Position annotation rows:
****************
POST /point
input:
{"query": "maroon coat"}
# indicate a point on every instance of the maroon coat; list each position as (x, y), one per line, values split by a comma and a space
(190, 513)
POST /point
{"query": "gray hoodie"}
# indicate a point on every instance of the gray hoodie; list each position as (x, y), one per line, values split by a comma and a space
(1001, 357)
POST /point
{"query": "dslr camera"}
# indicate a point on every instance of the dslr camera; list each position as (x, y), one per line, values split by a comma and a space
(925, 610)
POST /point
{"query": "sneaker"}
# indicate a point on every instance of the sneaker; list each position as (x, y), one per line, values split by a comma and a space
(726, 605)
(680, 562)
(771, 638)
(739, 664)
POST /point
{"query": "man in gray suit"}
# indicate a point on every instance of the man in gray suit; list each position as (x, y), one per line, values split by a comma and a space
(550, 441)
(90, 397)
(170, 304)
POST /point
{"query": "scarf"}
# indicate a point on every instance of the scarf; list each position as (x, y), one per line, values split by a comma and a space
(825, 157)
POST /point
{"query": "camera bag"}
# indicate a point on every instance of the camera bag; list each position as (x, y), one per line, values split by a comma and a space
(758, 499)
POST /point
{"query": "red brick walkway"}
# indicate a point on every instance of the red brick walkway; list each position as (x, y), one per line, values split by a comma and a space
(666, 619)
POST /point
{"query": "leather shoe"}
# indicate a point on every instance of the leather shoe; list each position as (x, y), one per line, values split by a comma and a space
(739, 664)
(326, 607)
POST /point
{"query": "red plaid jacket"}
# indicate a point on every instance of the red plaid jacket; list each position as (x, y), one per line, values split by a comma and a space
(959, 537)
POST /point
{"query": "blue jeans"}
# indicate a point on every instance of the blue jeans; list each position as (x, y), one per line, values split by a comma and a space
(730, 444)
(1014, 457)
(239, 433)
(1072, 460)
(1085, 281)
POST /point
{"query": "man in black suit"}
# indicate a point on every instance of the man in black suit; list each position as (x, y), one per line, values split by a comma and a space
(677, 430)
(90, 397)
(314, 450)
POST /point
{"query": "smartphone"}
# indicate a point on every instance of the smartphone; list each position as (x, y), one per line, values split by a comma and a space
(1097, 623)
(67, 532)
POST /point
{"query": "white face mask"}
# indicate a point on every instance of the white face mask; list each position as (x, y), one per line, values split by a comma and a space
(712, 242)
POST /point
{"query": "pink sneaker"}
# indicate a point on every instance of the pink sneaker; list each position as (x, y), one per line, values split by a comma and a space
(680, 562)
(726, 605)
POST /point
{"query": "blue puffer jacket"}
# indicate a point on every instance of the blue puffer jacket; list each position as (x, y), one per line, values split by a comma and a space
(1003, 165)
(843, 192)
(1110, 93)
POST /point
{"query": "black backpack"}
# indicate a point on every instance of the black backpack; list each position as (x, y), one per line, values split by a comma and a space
****************
--- Goal of the exercise ---
Reproduce every row above word for word, keeping each line as it stands.

--- Response for this exercise ---
POST /point
input:
{"query": "maroon coat"}
# indicate a point on every instance of the maroon coat; list each position as (x, y), one per line, values split by a comma and a space
(190, 513)
POST /point
{"query": "gray hoodie"}
# indicate a point on every instance of the gray hoodie; list each position as (x, y), one per line, values split by a comma and a space
(1001, 357)
POST /point
{"query": "dslr camera"}
# indicate a point on every instance of the dslr camera; list each position as (x, y), one per line, values split by a comma and a space
(925, 610)
POST /point
{"query": "sneaker"}
# indicate a point on every instance of the sneaker; list each position as (x, y), one per line, values split by a comma and a space
(726, 605)
(680, 562)
(771, 638)
(739, 664)
POST /point
{"query": "man in gray suit"}
# indicate a point on every instance of the man in gray suit; list each position as (x, y), one per line, values split by a comma and a space
(550, 441)
(90, 397)
(170, 304)
POST /point
{"query": "scarf"}
# indicate a point on every instance of the scarf; list each position as (x, y), one per line, values split by a comma and a space
(825, 157)
POST /point
{"query": "camera bag"}
# indicate a point on every instance of the camera bag; list each position as (x, y), one per line, values split by a comma and a space
(758, 499)
POST /point
{"query": "red brick walkway"}
# indicate a point on every instance of the red brick walkway; list each position as (x, y), one per line, values split by a comma and a space
(666, 619)
POST /point
{"query": "leather shoe"}
# indicate a point on every instance of the leather shoe; list each position as (x, y), one per line, values split by a comma and a space
(739, 664)
(326, 607)
POST /point
{"query": "red plaid jacket"}
# indicate a point on every instance of the red plaid jacket; list each position as (x, y), one per line, values split by a comma and a space
(959, 537)
POST /point
{"query": "blue jeans"}
# indicate a point on every instance of the blue jeans; list each position as (x, y), one per line, values split by a comma and a space
(730, 444)
(1014, 457)
(239, 433)
(1072, 460)
(1085, 281)
POST /point
{"query": "man in black suit"}
# indicate a point on every instance of the man in black suit; list each position as (x, y), one per line, values split by a comma and a space
(677, 430)
(90, 397)
(314, 450)
POST /point
{"query": "smartphone"}
# indicate a point on every instance of the smartphone; list each position as (x, y), one per line, values split by a comma and a space
(1097, 623)
(67, 532)
POST /point
{"query": "white face mask"}
# indicate a point on every instance of the white face mask; list each position as (x, y), one per line, values split by a comma and a space
(712, 242)
POST /point
{"query": "pink sneaker"}
# indicate a point on every instance of the pink sneaker; list each position as (x, y), one per line, values split by a comma and a space
(680, 562)
(726, 605)
POST /point
{"query": "blue puffer jacket"}
# indicate a point on every instance of the blue puffer jacket; list each position as (x, y), one per line, values split by a comma and a space
(1003, 165)
(843, 192)
(1110, 93)
POST /point
{"query": "black backpack"}
# indicate a point on every instance of the black backpack; list each position as (x, y), one per line, values split by a comma and a space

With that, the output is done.